▶ _THE PROBLEM_: Copy out exactly the lines below that run from the one holding "Target: jet engine nozzle" to the one holding "Where can the clear", keeping both of those lines and no others.

▶ _INPUT DATA_:
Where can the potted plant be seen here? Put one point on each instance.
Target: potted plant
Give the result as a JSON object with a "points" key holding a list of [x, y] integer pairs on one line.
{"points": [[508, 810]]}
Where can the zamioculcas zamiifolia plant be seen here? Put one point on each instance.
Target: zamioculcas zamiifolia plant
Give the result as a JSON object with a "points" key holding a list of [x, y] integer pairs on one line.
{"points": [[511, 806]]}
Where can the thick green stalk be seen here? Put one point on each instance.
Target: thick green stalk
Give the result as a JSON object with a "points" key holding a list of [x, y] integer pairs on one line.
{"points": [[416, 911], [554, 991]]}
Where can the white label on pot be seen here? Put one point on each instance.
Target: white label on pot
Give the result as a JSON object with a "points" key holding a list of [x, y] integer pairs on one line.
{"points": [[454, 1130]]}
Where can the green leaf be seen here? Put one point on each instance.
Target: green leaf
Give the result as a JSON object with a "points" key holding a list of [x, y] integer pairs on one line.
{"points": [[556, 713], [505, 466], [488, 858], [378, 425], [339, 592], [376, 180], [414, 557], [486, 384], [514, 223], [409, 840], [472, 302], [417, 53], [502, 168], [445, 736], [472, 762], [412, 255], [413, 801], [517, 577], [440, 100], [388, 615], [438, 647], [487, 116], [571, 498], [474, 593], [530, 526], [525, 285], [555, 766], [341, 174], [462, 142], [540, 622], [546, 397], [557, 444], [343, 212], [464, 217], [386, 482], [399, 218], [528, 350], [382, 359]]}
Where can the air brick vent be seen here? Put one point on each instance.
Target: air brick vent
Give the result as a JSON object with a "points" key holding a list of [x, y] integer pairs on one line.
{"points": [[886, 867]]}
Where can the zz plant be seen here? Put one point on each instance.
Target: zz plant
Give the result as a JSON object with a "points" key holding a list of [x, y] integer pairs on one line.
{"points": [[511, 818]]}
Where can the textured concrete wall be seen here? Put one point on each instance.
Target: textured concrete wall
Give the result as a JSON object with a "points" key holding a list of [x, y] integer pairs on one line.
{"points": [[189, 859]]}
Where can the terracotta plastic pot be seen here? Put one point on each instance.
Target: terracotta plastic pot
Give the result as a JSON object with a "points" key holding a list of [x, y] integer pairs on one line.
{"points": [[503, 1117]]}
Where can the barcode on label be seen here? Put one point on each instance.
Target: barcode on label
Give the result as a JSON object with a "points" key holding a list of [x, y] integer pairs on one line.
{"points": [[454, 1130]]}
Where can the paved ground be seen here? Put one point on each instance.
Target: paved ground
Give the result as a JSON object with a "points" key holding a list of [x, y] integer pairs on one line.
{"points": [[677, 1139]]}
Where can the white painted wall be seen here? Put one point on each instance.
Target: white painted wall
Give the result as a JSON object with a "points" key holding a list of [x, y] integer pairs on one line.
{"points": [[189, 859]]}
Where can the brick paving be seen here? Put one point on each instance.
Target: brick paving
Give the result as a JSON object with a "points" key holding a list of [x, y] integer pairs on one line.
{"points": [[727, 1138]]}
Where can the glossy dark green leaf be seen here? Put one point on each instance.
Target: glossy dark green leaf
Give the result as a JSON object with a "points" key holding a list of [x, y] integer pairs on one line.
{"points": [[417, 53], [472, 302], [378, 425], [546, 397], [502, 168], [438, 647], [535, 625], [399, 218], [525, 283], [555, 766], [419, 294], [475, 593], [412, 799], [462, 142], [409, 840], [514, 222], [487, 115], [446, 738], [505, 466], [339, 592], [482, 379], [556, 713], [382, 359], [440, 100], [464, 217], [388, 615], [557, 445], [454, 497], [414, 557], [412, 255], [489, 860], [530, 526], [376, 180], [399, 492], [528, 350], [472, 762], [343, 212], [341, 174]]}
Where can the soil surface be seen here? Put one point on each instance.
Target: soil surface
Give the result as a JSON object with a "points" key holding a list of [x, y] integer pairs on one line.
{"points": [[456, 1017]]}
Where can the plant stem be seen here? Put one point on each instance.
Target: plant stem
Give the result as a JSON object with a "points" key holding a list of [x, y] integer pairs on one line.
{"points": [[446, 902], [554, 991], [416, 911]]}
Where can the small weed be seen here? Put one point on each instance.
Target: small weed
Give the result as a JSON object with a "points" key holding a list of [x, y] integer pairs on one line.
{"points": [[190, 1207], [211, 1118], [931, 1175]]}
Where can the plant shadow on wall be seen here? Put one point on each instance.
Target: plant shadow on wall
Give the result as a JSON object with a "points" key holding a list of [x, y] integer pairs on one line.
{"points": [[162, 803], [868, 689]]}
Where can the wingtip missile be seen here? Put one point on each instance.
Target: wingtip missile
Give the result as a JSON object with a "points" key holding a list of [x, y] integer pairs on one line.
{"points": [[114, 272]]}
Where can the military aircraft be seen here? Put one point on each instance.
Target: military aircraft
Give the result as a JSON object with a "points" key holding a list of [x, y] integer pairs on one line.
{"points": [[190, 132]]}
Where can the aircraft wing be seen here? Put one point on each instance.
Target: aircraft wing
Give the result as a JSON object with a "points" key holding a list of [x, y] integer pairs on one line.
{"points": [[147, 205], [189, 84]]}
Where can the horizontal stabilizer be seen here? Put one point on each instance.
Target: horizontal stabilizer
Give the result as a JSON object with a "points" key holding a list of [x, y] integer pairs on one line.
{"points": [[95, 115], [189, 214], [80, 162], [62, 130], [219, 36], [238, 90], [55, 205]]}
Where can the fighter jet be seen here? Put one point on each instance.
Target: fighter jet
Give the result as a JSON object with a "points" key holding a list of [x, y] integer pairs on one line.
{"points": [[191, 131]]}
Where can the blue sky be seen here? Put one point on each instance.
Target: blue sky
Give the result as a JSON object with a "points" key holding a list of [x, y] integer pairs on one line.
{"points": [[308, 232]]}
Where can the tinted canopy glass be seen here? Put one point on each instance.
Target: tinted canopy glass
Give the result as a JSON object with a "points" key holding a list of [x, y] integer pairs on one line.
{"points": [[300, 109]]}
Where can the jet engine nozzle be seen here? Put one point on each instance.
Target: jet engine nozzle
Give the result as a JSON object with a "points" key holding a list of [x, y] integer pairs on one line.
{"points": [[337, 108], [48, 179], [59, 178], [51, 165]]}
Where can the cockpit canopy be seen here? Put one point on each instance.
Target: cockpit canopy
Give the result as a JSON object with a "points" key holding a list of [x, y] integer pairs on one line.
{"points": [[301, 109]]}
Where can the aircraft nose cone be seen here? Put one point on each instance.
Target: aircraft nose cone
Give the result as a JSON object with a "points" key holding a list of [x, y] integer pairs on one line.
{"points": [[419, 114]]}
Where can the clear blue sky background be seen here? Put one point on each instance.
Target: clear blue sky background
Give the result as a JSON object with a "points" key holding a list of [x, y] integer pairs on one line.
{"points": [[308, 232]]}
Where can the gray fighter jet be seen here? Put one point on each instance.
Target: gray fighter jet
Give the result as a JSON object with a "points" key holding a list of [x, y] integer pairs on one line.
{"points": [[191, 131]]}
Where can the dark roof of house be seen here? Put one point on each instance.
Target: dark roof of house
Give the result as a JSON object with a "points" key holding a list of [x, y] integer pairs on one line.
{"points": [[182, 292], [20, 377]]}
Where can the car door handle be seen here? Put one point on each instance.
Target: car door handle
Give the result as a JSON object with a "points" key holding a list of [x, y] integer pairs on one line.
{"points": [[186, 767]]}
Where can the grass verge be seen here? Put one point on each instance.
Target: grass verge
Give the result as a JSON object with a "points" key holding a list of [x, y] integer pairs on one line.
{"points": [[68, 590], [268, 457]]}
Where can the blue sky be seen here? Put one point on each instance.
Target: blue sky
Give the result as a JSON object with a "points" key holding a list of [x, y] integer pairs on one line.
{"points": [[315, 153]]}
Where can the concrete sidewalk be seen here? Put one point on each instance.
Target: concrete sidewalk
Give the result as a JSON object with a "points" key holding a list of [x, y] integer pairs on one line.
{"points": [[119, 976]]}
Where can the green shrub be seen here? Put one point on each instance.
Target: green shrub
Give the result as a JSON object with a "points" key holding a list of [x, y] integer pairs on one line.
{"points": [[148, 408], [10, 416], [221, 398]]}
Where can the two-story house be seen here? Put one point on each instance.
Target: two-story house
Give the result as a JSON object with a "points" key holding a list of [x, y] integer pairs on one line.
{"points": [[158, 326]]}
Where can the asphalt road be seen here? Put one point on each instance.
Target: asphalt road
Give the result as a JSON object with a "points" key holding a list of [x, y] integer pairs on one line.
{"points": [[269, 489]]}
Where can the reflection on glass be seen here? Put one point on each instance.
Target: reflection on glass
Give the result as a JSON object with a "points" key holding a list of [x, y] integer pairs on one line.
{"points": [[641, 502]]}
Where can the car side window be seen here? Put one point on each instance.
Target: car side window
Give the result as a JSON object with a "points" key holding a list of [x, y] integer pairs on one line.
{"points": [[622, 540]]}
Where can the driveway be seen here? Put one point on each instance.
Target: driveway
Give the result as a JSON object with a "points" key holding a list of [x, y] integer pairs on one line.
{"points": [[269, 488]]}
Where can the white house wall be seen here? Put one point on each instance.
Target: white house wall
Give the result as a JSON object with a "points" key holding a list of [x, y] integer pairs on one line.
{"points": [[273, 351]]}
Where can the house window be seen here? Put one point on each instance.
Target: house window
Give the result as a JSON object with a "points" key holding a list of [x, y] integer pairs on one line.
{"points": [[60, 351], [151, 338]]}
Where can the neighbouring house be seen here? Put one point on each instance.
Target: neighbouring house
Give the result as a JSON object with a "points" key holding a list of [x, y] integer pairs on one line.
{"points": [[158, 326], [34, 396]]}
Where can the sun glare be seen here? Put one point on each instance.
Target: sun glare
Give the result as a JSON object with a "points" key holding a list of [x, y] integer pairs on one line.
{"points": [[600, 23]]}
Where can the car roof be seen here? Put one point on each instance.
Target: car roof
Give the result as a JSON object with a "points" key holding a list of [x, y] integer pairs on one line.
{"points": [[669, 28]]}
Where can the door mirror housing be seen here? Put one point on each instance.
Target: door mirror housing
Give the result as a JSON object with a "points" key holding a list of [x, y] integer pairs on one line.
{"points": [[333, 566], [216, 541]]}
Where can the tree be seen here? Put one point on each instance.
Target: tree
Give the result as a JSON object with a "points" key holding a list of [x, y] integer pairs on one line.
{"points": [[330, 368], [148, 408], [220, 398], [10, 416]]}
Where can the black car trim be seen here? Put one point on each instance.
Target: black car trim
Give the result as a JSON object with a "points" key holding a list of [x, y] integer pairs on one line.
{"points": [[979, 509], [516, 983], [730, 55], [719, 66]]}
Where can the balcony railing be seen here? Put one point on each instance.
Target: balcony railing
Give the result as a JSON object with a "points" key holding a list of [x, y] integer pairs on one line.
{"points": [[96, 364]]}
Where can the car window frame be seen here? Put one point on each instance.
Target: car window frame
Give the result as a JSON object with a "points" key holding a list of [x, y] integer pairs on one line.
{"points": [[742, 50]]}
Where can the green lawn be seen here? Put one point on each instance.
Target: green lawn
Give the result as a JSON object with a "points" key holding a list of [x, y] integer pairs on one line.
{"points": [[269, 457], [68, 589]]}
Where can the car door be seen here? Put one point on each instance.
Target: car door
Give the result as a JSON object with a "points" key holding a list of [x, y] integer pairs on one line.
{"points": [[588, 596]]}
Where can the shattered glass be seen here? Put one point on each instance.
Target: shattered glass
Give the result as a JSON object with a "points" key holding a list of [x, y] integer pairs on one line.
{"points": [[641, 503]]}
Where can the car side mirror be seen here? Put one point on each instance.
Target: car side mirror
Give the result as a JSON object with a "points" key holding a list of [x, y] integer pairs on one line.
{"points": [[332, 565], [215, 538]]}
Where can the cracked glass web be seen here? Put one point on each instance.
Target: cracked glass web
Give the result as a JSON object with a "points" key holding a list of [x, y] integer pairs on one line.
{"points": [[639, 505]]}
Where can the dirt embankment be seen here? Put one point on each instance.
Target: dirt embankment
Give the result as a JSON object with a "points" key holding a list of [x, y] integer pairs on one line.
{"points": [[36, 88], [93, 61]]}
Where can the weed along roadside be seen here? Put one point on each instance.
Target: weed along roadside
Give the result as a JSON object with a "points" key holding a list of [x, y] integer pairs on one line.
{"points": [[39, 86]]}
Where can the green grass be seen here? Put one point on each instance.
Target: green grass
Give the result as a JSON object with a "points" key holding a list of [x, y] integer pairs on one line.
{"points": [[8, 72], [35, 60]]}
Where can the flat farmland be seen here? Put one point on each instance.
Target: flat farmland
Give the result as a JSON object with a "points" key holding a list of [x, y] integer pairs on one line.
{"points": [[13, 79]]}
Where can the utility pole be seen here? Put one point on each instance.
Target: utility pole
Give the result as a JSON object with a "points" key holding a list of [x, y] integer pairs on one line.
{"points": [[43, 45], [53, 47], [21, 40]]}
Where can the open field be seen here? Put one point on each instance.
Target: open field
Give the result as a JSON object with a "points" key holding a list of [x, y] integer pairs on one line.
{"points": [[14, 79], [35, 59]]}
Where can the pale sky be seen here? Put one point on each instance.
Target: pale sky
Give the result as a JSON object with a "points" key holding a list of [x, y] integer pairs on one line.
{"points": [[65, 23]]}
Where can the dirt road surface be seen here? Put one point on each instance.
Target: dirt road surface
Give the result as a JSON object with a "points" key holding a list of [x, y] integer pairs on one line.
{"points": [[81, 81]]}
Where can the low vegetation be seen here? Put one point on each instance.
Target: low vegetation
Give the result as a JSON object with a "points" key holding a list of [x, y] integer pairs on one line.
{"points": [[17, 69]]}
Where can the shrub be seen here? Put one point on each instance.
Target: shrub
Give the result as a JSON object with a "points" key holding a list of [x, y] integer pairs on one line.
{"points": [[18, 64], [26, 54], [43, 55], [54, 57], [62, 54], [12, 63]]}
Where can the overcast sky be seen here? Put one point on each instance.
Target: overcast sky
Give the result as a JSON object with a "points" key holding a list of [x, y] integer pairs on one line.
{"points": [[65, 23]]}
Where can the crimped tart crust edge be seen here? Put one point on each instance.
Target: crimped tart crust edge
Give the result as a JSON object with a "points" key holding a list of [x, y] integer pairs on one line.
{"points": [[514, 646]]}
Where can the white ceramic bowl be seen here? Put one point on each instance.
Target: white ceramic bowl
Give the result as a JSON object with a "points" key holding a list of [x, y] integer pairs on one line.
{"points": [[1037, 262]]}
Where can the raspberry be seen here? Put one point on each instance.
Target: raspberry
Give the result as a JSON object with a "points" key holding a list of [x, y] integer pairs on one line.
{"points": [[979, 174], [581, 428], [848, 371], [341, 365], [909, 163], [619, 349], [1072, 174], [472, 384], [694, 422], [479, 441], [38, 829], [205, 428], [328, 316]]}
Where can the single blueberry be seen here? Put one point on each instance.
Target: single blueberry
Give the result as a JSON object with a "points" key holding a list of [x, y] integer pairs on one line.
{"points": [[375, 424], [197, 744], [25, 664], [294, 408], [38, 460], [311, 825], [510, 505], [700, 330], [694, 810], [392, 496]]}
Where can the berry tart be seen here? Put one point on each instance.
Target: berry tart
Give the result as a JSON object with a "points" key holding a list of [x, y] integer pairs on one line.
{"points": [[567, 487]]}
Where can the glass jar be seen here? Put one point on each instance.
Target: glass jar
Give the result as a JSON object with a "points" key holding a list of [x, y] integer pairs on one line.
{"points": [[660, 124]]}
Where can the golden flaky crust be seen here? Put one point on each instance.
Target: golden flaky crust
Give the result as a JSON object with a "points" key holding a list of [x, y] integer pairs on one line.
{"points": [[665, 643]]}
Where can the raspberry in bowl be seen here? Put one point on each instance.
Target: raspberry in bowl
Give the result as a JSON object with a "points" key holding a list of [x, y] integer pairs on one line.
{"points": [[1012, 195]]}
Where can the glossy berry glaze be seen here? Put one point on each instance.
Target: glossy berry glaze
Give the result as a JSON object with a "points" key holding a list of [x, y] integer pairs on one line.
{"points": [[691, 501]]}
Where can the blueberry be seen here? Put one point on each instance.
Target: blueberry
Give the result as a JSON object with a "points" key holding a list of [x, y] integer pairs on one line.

▶ _SOLVED PROBLEM_:
Target: jet engine nozzle
Give the result as a JSON object with a "points" key holding a list of [x, y] integer pairs on one line.
{"points": [[337, 108], [48, 179], [59, 178], [51, 165]]}
Where can the cockpit canopy be seen here? Put one point on each instance.
Target: cockpit canopy
Give the result as a JSON object with a "points" key holding a list of [x, y] integer pairs on one line.
{"points": [[301, 109]]}
Where can the aircraft nose cone be seen here? Put one point on each instance.
Target: aircraft nose cone
Give the result as a JSON object with a "points" key holding a list of [x, y] integer pairs on one line.
{"points": [[419, 114]]}
Where can the clear blue sky background be seen here? Put one point on each instance.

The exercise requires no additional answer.